• _EXERCISE DESCRIPTION_:
Look through the data below and extract, unchanged, the lines from the one that contains "positive clicks: (64, 195) (64, 191)" to the one that contains "159L73 214L154 244L43", both included.

·····

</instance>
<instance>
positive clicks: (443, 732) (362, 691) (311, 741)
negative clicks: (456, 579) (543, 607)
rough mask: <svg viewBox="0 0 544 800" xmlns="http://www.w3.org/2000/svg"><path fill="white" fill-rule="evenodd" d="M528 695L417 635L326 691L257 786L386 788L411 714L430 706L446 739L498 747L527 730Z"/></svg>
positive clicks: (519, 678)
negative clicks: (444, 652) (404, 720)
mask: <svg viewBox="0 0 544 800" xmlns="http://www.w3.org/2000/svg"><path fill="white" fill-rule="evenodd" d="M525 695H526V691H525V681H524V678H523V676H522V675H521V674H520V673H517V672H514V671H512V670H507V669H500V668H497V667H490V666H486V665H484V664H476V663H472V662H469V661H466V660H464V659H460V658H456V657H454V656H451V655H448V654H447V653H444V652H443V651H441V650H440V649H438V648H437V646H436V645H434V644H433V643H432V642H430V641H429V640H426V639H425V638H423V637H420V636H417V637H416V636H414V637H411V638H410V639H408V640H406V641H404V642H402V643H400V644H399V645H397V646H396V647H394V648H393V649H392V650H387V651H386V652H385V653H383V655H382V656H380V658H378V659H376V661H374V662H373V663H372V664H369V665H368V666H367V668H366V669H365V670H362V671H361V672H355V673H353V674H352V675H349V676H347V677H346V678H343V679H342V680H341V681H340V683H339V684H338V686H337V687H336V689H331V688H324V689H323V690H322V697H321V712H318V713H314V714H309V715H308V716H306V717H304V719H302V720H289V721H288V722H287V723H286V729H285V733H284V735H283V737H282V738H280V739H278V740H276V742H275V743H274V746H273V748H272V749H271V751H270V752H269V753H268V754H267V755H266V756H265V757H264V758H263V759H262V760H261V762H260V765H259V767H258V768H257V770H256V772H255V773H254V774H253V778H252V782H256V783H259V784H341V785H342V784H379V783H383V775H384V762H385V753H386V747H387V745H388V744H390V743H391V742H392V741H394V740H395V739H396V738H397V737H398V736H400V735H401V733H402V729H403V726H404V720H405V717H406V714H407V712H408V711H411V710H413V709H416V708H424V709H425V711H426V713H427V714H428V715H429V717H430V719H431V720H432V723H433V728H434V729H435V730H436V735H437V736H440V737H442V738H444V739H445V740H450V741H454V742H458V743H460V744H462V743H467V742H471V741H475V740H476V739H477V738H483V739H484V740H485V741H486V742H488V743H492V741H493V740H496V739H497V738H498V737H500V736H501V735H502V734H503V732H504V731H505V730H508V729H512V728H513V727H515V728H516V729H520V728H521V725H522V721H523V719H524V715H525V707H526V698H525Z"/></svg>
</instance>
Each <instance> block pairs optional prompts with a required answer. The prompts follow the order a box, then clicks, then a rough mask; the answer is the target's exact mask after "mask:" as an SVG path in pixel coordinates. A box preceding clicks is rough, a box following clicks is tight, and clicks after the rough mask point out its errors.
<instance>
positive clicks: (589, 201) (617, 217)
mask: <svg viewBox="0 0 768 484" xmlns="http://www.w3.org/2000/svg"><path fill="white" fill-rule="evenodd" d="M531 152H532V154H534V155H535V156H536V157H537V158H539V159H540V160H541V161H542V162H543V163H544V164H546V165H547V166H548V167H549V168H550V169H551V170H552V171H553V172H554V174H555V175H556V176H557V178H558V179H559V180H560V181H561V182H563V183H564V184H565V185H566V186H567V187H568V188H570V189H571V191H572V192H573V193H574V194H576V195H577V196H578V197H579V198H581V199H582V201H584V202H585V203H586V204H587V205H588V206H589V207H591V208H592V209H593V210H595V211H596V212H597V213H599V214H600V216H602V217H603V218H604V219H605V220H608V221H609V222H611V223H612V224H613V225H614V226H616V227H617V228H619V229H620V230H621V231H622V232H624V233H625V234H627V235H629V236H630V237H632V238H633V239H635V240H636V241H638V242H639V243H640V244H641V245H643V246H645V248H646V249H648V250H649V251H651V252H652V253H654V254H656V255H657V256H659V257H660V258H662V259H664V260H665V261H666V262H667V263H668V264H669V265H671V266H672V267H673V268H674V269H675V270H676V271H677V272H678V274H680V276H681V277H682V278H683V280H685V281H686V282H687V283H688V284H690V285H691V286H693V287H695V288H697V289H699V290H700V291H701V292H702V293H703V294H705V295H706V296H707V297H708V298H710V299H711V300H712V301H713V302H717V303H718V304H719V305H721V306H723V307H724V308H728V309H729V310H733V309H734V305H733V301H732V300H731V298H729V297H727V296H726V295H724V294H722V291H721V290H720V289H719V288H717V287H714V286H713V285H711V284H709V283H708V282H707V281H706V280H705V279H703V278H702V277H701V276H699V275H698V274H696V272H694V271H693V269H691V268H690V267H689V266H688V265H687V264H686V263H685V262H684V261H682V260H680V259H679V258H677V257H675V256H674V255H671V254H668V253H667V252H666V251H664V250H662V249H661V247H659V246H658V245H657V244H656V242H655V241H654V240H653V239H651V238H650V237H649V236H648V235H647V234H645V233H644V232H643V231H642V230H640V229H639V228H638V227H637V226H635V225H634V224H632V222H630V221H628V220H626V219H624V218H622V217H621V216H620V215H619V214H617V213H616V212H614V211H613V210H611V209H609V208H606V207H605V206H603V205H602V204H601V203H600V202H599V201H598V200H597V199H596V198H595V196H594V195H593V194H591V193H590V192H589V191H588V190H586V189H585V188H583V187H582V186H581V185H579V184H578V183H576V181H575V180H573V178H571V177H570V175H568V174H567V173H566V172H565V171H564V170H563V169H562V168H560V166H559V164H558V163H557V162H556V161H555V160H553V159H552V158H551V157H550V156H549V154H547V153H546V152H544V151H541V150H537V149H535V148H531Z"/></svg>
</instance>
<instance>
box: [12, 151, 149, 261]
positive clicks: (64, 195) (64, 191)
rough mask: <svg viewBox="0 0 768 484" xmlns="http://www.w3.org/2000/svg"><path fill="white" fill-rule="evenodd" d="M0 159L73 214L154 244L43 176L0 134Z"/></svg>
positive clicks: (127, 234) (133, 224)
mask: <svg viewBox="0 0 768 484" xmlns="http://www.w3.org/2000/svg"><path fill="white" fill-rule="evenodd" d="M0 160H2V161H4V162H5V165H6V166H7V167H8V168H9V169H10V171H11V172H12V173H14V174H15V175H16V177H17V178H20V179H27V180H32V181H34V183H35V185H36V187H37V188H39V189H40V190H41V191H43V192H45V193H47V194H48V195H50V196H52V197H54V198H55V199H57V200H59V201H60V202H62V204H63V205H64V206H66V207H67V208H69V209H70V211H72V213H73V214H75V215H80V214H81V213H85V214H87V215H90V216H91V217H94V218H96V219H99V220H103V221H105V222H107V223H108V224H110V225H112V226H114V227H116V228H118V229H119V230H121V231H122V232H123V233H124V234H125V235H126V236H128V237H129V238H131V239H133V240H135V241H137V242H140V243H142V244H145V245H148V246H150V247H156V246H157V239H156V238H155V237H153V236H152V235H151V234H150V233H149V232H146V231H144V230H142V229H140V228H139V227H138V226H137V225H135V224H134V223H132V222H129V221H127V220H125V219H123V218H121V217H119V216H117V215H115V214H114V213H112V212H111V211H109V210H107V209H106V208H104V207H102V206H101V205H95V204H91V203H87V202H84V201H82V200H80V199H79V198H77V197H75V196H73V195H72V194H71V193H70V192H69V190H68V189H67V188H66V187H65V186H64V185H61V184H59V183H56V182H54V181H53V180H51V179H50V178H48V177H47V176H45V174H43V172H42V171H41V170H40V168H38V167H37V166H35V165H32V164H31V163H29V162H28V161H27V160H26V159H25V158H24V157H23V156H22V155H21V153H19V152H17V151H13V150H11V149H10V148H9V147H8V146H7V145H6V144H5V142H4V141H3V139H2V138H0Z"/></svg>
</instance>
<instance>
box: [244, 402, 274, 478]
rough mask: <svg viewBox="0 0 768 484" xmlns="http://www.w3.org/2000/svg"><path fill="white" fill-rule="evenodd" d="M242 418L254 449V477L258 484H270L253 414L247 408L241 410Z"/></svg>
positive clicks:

·····

• _FINISHED TASK_:
positive clicks: (64, 195) (64, 191)
rough mask: <svg viewBox="0 0 768 484" xmlns="http://www.w3.org/2000/svg"><path fill="white" fill-rule="evenodd" d="M0 159L73 214L154 244L43 176L0 134Z"/></svg>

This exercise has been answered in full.